» PROBLEM DETAILS
Reproduce the records below in full and word for word, excluding pictures.

» LISTED ENTRIES
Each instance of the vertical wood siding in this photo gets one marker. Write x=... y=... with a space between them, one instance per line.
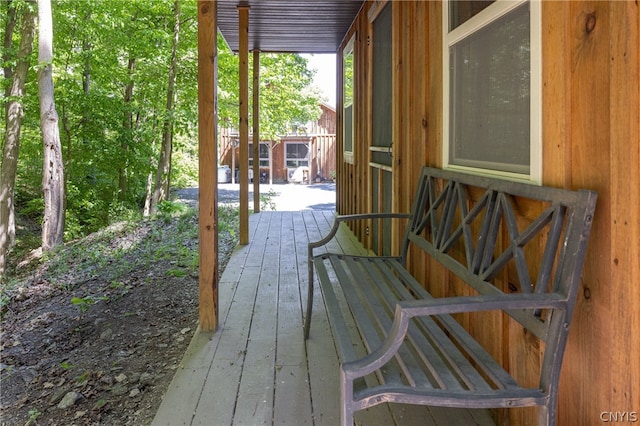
x=591 y=139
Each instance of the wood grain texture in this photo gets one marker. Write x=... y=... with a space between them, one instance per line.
x=207 y=155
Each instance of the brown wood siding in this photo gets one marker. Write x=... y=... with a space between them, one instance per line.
x=591 y=139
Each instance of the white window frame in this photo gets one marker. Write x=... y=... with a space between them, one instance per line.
x=488 y=15
x=267 y=159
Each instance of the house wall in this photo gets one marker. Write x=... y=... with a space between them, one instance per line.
x=591 y=139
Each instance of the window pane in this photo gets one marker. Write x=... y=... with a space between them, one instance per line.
x=490 y=95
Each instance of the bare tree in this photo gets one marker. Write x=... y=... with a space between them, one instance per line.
x=163 y=173
x=13 y=118
x=53 y=168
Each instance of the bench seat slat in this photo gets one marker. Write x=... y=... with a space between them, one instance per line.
x=483 y=360
x=397 y=343
x=375 y=296
x=438 y=354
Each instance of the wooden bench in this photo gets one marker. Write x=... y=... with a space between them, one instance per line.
x=519 y=247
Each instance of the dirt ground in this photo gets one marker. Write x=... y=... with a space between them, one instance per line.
x=94 y=334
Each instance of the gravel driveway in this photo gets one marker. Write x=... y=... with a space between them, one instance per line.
x=279 y=197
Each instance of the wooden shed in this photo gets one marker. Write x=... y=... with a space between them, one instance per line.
x=313 y=148
x=405 y=95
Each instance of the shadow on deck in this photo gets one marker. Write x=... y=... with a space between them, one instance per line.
x=257 y=368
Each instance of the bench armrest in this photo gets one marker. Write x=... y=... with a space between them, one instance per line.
x=332 y=233
x=346 y=218
x=406 y=310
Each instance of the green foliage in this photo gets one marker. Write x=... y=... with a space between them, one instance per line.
x=110 y=141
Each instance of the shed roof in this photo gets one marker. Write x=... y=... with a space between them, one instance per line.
x=289 y=26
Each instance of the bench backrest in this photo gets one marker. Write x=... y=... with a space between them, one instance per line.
x=505 y=237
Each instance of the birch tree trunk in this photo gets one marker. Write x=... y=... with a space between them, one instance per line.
x=164 y=163
x=127 y=125
x=53 y=169
x=14 y=116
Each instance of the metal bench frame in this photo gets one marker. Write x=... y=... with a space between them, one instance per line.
x=415 y=352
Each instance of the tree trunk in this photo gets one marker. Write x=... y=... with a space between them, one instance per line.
x=53 y=169
x=164 y=163
x=127 y=125
x=14 y=115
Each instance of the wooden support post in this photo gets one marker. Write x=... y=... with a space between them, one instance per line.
x=256 y=131
x=207 y=162
x=243 y=161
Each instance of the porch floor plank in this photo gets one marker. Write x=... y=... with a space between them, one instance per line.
x=256 y=369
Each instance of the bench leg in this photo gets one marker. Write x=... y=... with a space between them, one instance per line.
x=346 y=400
x=547 y=413
x=307 y=317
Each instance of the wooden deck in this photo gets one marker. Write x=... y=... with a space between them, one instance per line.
x=257 y=369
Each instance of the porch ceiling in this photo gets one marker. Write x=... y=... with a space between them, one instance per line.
x=289 y=26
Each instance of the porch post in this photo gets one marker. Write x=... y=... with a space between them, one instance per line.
x=207 y=163
x=256 y=131
x=243 y=161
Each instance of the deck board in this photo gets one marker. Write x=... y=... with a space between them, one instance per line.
x=257 y=368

» REPLY TO THE EXERCISE
Each instance of the vertical wood siding in this photo gets one marker. Write x=... y=... with a space between them, one instance per line.
x=591 y=139
Each instance of the wood grain texture in this photo gets one marker. Write x=... y=... with a space between them, one instance per line.
x=207 y=155
Each instance of the brown wood siding in this photo gets one marker. Write x=... y=... with a space between them, one instance per line.
x=591 y=139
Each instance of the white window frame in this photo gets one marker. Write x=... y=... with a space between them, one instance per line.
x=488 y=15
x=267 y=159
Each instance of the house wall in this photo gets one marker. Write x=... y=... with a space between them, one instance per line.
x=591 y=139
Each instance of the window pane in this photo gets one marker. Write x=... y=... with a space between them, one instance per line.
x=490 y=95
Each instance of the bare tree in this photo gets one marker. Write x=... y=... with a space between them, one instance per line.
x=163 y=173
x=13 y=118
x=53 y=168
Each instance of the bench seat slat in this photo gets one marker. Write x=... y=... with a space between them, one instance per line.
x=483 y=360
x=397 y=343
x=375 y=296
x=438 y=354
Each instance of the wooden bench in this photo gets one marker. Write x=... y=... with a space between them, one instance per line.
x=519 y=247
Each instance of the dirt ground in this photo gets one marker. Write x=... y=... with a space between them, one instance per line.
x=94 y=334
Each instance of the gravel driveway in this photo gets one marker. Write x=... y=... with a space between them, one instance per line.
x=279 y=197
Each instance of the wooden shed in this photo gets one marker. Write x=... y=... with a space between them, one instance per line.
x=313 y=148
x=405 y=95
Each instance of the shadow on deck in this photo gets one marker. Write x=... y=... with a space between them, one instance per line.
x=257 y=368
Each instance of the bench armrest in this photo gets one marker. Write x=... y=... with a space between them, one instance per line.
x=332 y=233
x=346 y=218
x=406 y=310
Each instance of the green foliage in this photo gets one marker. Write x=... y=... with a space between them, one instance per line.
x=110 y=141
Each instance of the shed roof in this photo gets one marker. Write x=... y=... with a space between them, one instance per line.
x=289 y=26
Each instance of the bench backrest in this photo gets one marker. Write x=... y=... with a space between them, one instance per line.
x=505 y=237
Each instance of the birch tree trunk in this photo gets one marker. Write x=... y=... with a space between them, one instance per line.
x=164 y=163
x=127 y=125
x=53 y=169
x=14 y=116
Each instance of the metal bench frame in this photo gets one marker. Write x=... y=... with a space between them, one instance per line.
x=415 y=352
Each instance of the tree trunk in this photo gets one marker. Write x=... y=... with a space between them, one instance per line.
x=53 y=169
x=164 y=163
x=127 y=125
x=14 y=115
Each instance of the wooden support post in this photo gets one marker. Write x=... y=... with a space between them, one instance per line.
x=256 y=131
x=207 y=162
x=243 y=161
Each instance of the porch floor plank in this photo gets one marker. Write x=... y=... with a space between them, one instance per line.
x=256 y=369
Each instance of the bench leg in this photo gets one marker. Write x=... y=... with a space between them, one instance per line.
x=346 y=400
x=547 y=413
x=307 y=317
Each instance of the wooden deck in this photo gets one marker. Write x=... y=... with a space between them, one instance per line.
x=257 y=369
Each instance of the porch ceiling in this photo gets one marker. Write x=... y=... with a space between them, one instance per line.
x=289 y=26
Each instance of the porch post in this photo gets one marker. Write x=... y=... with a space between them, one instance per line.
x=207 y=163
x=256 y=131
x=243 y=161
Each instance of the deck board in this photo gets one marker. Write x=... y=... with a space between them, one instance per line.
x=257 y=368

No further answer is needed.